-- begin SOURCE EXTRACT --

El Paso Corp. said Friday it has signed a letter of intent to lease 750,000 Dth/d of capacity on the Enogex pipeline system in Oklahoma for its proposed Continental Connector project, which would extend from Wyoming to Mississippi. El Paso said the lease could cut a year off construction time for Continental Connector.

That kind of timing reduction and a commitment by Enogex to take 500,000 Dth/d of capacity on the proposed pipeline system might be enough to give El Paso an edge in the race to bring Rockies gas to eastern markets.

“Today’s announcement with Enogex is a major step forward for Continental Connector,” said El Paso’s Eastern Pipeline President, Stephen C. Beasley. “With this new letter of intent we gain the opportunity for immediate access to significant Mid-Continent supplies, leverage Enogex’s extensive infrastructure and reduce the construction time to be in service.”

Continental Connector would involve more than 1,000 miles of up to 42-inch diameter pipeline that would ship 1-2 Bcf/d of Rockies gas East by connecting six of El Paso’s pipeline systems, including in the West, Colorado Interstate Gas, Wyoming Interstate (WIC) and Cheyenne Plains, with points to the East on ANR Pipeline, Tennessee Gas Pipeline and Southern Natural Gas. Florida Gas Transmission also would have a connection to the project and multiple other third-party pipelines could be directly connected, including Natural Gas Pipeline Company, Texas Eastern, Texas Gas, Mississippi River Transmission, Columbia Gulf, Southern Star Central and Transco.

The project originally was expected to be in-service in November 2008, but with the help of the Enogex pipeline capacity, it could be in service in winter 2007-2008, said Beasley. By leasing space on Enogex, Continental Connector would eliminate the need to build about 180 miles of pipeline and it would reduce the time required to bring other pipeline segments into service.

The natural gas pipeline subsidiary of Oklahoma City-based OGE Energy Corp. signed a preliminary agreement to allow El Paso to lease up to 750,000 Dth/d of Enogex capacity with an option to expand up to 1.5 million Dth/d. The letter of intent also contemplates a commitment by Enogex to hold 500,000 Dth/d of capacity subscriptions for the project.

“With the Enogex development we now have a significant portion of that pathway that already has essentially been preconstructed,” Beasley said in an interview with NGI. “We’ve looked at building across there and doing it through strategic partnerships. One of the things that we want to try to do in any project is to mitigate to the extent we can the need for greenfield construction because we think that in the long run is what the market wants.”

Under the deal, Enogex would receive gas into its system at Custer, OK, and transport it under a long-term lease arrangement for redelivery in Bennington, OK. From there, gas would be transported on new pipeline facilities through the Perryville Hub in North Louisiana to a termination with Tennessee Gas and Southern Natural Gas at Pugh, MS.

-- end SOURCE EXTRACT --
-- begin INFORMATION SUPPLIED --

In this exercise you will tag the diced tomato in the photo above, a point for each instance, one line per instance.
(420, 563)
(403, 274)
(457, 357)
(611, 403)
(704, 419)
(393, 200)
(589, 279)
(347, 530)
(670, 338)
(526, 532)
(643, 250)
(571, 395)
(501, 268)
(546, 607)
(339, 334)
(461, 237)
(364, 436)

-- end INFORMATION SUPPLIED --
-- begin INFORMATION SUPPLIED --

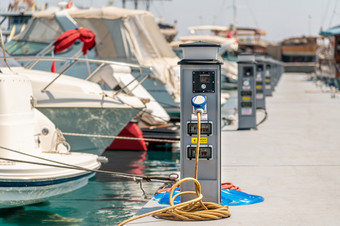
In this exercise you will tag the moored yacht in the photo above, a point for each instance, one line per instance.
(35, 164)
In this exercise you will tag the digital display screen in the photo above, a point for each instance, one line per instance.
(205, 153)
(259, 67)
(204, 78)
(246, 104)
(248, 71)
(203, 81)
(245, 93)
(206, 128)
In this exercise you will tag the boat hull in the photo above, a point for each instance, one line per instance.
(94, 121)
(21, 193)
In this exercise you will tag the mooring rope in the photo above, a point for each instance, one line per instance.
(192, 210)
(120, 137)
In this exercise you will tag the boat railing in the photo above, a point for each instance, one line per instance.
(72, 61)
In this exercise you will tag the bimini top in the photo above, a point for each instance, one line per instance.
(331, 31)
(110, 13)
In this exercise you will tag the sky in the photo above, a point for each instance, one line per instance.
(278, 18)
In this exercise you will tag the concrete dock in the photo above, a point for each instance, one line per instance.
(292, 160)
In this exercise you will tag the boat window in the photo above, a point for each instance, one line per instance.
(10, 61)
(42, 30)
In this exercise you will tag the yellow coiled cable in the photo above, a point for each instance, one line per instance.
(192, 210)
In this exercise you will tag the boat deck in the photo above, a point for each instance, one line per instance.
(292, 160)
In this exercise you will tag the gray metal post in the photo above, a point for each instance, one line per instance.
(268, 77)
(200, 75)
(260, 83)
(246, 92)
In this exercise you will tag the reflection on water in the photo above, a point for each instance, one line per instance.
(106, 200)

-- end INFORMATION SUPPLIED --

▶ WORK REQUIRED
Answer these from the Continental Connector article:
(a) About how many miles of pipeline would leasing space on Enogex let the project avoid building?
(b) At what location would Enogex receive gas into its system under the deal?
(c) Up to what capacity does the lease option allow expansion?

▶ SOLUTION TO THIS PROBLEM
(a) About 180 miles
(b) Custer, OK
(c) 1.5 million Dth/d